- **What to produce**
Collect every line of the items below that contains the string "pepper"; case counts.

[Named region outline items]
»»

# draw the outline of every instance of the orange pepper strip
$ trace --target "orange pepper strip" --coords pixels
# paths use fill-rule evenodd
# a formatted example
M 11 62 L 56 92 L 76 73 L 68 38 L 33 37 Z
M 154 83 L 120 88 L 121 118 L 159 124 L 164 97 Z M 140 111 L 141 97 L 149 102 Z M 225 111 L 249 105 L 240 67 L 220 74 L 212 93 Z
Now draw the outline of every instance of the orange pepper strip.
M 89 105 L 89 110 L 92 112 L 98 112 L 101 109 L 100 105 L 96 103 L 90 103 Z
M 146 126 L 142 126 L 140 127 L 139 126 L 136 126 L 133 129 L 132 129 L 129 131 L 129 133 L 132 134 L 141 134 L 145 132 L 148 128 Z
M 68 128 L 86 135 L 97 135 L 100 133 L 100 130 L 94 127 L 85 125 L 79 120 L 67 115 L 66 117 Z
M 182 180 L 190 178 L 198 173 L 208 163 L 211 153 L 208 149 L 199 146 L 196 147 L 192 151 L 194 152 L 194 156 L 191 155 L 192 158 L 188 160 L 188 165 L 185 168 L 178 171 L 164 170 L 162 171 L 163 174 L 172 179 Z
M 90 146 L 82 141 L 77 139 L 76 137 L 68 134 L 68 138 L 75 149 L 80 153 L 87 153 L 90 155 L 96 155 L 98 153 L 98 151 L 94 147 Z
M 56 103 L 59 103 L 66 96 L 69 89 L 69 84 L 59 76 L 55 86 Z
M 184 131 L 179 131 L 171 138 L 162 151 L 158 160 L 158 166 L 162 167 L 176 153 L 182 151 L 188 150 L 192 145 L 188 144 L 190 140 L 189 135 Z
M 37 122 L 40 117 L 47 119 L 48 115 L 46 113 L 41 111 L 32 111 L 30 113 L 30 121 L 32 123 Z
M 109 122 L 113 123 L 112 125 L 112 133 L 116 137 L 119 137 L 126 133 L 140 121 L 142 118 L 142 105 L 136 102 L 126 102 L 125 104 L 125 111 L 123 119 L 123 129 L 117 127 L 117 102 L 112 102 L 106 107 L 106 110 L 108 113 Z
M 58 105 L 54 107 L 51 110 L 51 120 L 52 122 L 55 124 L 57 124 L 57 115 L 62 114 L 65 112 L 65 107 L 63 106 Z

««

- **Exercise result**
# draw the outline of every instance of the orange pepper strip
$ trace --target "orange pepper strip" --coords pixels
Now draw the outline of every instance of the orange pepper strip.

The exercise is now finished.